- _Requirement_
Each record must be reproduced exactly as it is shown.

Source records

──────────────────────────────

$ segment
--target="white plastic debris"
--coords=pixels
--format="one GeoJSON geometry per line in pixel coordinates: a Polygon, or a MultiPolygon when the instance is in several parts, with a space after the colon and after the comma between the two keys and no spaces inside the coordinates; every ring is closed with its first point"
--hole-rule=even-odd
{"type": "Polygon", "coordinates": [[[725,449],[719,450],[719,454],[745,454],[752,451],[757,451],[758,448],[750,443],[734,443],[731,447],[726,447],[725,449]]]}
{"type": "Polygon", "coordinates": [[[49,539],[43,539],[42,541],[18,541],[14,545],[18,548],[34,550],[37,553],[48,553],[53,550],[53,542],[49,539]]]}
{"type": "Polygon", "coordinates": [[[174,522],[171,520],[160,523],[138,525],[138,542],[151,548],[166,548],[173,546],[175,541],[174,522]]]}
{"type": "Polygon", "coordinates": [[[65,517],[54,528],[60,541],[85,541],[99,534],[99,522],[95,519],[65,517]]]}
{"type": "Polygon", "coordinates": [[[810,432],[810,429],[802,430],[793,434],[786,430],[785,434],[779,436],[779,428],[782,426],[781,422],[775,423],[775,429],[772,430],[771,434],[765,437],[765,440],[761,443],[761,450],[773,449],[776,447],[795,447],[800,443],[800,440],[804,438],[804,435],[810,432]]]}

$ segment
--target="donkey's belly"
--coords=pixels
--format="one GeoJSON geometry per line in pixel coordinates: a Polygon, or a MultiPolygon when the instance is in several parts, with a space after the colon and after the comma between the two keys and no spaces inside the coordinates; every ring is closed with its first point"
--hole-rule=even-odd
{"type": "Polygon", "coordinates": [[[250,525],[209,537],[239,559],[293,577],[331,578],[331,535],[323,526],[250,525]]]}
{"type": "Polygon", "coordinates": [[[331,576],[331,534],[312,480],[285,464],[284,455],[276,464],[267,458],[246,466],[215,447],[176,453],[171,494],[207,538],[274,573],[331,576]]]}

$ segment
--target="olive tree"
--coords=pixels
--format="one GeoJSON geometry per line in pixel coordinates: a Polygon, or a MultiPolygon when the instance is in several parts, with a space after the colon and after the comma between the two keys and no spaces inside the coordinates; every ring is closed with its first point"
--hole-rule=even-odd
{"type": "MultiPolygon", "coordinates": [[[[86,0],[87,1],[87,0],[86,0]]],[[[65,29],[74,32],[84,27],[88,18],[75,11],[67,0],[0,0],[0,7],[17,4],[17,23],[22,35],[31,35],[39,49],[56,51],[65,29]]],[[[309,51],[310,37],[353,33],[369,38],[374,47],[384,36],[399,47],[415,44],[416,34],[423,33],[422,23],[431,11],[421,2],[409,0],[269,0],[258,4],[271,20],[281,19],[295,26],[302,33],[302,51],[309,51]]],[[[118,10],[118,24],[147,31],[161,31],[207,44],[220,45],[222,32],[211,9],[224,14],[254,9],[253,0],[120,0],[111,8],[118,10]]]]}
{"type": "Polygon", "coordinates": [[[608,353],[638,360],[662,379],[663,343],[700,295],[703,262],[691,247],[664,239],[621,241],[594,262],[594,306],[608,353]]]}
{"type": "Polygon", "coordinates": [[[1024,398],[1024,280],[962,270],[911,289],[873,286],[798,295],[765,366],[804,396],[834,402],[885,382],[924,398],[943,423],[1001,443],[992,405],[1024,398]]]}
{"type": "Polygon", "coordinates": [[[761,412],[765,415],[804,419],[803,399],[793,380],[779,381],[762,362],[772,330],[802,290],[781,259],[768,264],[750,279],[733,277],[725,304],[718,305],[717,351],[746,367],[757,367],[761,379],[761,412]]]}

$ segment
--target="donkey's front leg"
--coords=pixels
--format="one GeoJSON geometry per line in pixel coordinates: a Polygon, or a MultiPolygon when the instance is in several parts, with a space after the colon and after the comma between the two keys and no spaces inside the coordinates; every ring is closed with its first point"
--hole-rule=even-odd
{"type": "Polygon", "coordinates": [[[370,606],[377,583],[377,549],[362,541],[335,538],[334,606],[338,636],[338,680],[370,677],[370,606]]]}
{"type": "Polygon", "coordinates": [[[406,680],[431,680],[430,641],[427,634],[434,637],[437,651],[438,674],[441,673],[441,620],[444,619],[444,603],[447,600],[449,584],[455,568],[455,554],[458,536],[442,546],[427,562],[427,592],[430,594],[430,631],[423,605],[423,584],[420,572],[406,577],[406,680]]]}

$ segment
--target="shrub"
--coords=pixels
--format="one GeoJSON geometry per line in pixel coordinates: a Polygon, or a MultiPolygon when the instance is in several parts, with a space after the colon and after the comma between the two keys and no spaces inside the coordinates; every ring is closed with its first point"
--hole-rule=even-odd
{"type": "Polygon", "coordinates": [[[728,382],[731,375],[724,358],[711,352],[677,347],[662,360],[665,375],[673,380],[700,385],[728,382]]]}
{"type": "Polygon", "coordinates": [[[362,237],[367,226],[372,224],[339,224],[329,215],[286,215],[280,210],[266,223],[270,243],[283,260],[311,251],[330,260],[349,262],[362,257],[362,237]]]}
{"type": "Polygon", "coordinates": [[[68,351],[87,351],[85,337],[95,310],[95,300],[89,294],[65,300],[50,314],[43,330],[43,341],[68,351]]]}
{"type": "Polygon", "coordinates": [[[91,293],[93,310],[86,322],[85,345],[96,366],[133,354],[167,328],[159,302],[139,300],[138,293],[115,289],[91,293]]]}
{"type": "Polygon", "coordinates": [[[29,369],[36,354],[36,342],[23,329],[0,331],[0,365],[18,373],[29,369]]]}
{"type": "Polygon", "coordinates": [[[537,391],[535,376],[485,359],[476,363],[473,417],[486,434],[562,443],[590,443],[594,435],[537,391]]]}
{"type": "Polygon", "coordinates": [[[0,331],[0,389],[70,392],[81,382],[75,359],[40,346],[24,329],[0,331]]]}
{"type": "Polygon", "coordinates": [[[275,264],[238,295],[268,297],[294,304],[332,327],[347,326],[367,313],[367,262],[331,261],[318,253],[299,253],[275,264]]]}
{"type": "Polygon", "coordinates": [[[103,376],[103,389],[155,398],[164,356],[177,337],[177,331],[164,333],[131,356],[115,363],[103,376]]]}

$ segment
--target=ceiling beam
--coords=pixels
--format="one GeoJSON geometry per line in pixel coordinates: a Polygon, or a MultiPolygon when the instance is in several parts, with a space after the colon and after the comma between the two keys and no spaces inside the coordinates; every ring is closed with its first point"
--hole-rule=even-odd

──────────────────────────────

- _Exercise output_
$ segment
--target="white plastic debris"
--coords=pixels
--format="one GeoJSON geometry per line in pixel coordinates: a Polygon, or a MultiPolygon when the instance is in several parts, with a space after the colon and after the comma between the two keys and no spaces inside the coordinates; every ring is closed with its first point"
--hole-rule=even-odd
{"type": "Polygon", "coordinates": [[[725,449],[719,450],[719,454],[745,454],[752,451],[757,451],[758,448],[750,443],[734,443],[731,447],[726,447],[725,449]]]}
{"type": "Polygon", "coordinates": [[[49,539],[43,539],[42,541],[18,541],[14,545],[18,548],[34,550],[37,553],[48,553],[53,550],[53,542],[49,539]]]}
{"type": "Polygon", "coordinates": [[[174,522],[171,520],[160,523],[138,525],[138,542],[151,548],[166,548],[173,546],[175,541],[174,522]]]}
{"type": "Polygon", "coordinates": [[[65,517],[54,528],[60,541],[85,541],[99,534],[99,522],[95,519],[65,517]]]}
{"type": "Polygon", "coordinates": [[[810,432],[810,429],[802,430],[793,434],[786,430],[785,434],[779,436],[779,428],[782,426],[781,422],[775,423],[775,429],[772,430],[771,434],[765,437],[765,440],[761,443],[761,450],[773,449],[776,447],[795,447],[800,443],[800,440],[804,438],[804,435],[810,432]]]}

$ segment
--target="donkey's belly"
--coords=pixels
--format="one GeoJSON geometry per line in pixel coordinates: a Polygon, or a MultiPolygon when the instance is in several parts, with a space after the colon and after the comma between the two keys and no spaces inside the coordinates; every ring is closed with its first point"
--hole-rule=even-odd
{"type": "Polygon", "coordinates": [[[250,525],[209,537],[239,559],[293,577],[331,578],[331,535],[323,526],[250,525]]]}
{"type": "Polygon", "coordinates": [[[331,576],[331,534],[312,480],[285,464],[284,455],[276,464],[267,458],[246,466],[215,447],[176,453],[171,494],[207,538],[274,573],[331,576]]]}

$ segment
--target="olive tree"
--coords=pixels
--format="one GeoJSON geometry per line in pixel coordinates: a Polygon, or a MultiPolygon when the instance is in several parts, with a space after the colon and after the comma between the two keys and no spaces inside the coordinates; every ring is closed with its first point"
--hole-rule=even-odd
{"type": "MultiPolygon", "coordinates": [[[[86,0],[87,1],[87,0],[86,0]]],[[[65,29],[74,32],[84,27],[88,18],[75,11],[67,0],[0,0],[0,7],[17,4],[17,23],[22,35],[31,35],[39,49],[56,51],[65,29]]],[[[309,51],[310,37],[353,33],[369,38],[374,47],[384,36],[399,47],[415,44],[416,34],[423,33],[422,23],[431,11],[421,2],[409,0],[269,0],[258,4],[271,20],[281,19],[295,26],[302,33],[302,51],[309,51]]],[[[118,10],[118,24],[147,31],[161,31],[207,44],[220,45],[222,32],[211,9],[224,14],[254,9],[253,0],[120,0],[111,8],[118,10]]]]}
{"type": "Polygon", "coordinates": [[[608,353],[638,360],[662,379],[663,343],[700,295],[703,262],[691,247],[664,239],[621,241],[594,262],[594,306],[608,353]]]}
{"type": "Polygon", "coordinates": [[[1024,398],[1024,280],[962,270],[911,289],[873,286],[798,295],[765,366],[804,396],[834,402],[885,382],[924,398],[943,423],[1001,443],[992,405],[1024,398]]]}
{"type": "Polygon", "coordinates": [[[761,412],[765,415],[804,419],[803,399],[793,380],[779,381],[762,362],[772,330],[802,290],[781,259],[768,264],[750,279],[733,277],[725,304],[718,305],[717,351],[746,367],[757,367],[761,379],[761,412]]]}

$ segment
--target="donkey's front leg"
--coords=pixels
--format="one GeoJSON geometry per line in pixel coordinates: a Polygon, or a MultiPolygon when the instance is in several parts, with a space after the colon and after the comma between the two keys and no spaces inside the coordinates; every ring is closed with its first point"
--hole-rule=even-odd
{"type": "Polygon", "coordinates": [[[370,606],[377,583],[377,549],[362,541],[335,538],[334,606],[338,636],[338,680],[370,677],[370,606]]]}
{"type": "Polygon", "coordinates": [[[406,680],[431,680],[430,641],[427,634],[434,637],[437,651],[438,674],[441,673],[441,620],[444,619],[444,603],[447,600],[449,584],[455,568],[455,554],[458,536],[442,546],[427,562],[427,592],[430,594],[430,631],[423,605],[423,584],[420,572],[406,577],[406,680]]]}

$ segment
--target="shrub"
--coords=pixels
--format="one GeoJSON geometry per line in pixel coordinates: a Polygon, or a MultiPolygon when the instance is in several parts, with a space after the colon and after the comma between the two keys and no spaces inside the coordinates; every ring is closed with its first point"
--hole-rule=even-odd
{"type": "Polygon", "coordinates": [[[728,382],[731,375],[724,358],[711,352],[677,347],[662,360],[665,375],[673,380],[700,385],[728,382]]]}
{"type": "Polygon", "coordinates": [[[362,237],[367,226],[372,224],[339,224],[329,215],[286,215],[280,210],[266,223],[270,243],[283,260],[311,251],[330,260],[349,262],[362,257],[362,237]]]}
{"type": "Polygon", "coordinates": [[[68,351],[87,351],[85,337],[95,310],[95,300],[89,294],[65,300],[50,314],[43,330],[43,341],[68,351]]]}
{"type": "Polygon", "coordinates": [[[91,293],[93,310],[86,322],[85,345],[96,366],[133,354],[167,328],[159,302],[139,300],[138,293],[115,289],[91,293]]]}
{"type": "Polygon", "coordinates": [[[29,369],[36,354],[36,342],[23,329],[0,331],[0,365],[18,373],[29,369]]]}
{"type": "Polygon", "coordinates": [[[537,391],[535,376],[485,359],[476,363],[473,417],[486,434],[562,443],[590,443],[594,435],[537,391]]]}
{"type": "Polygon", "coordinates": [[[0,331],[0,389],[70,392],[81,382],[75,359],[40,346],[24,329],[0,331]]]}
{"type": "Polygon", "coordinates": [[[275,264],[238,295],[268,297],[294,304],[332,327],[347,326],[367,313],[367,262],[331,261],[318,253],[299,253],[275,264]]]}
{"type": "Polygon", "coordinates": [[[103,376],[103,389],[155,398],[164,356],[177,337],[177,331],[164,333],[131,356],[115,363],[103,376]]]}

$ segment
--target=ceiling beam
--coords=pixels
--format="one GeoJSON geometry per line in pixel coordinates: a Polygon, or a MultiPolygon when the instance is in several parts, with a space after the colon and after the comma between the two keys and no spaces inside the coordinates; every ring is closed with its first point"
--hole-rule=even-odd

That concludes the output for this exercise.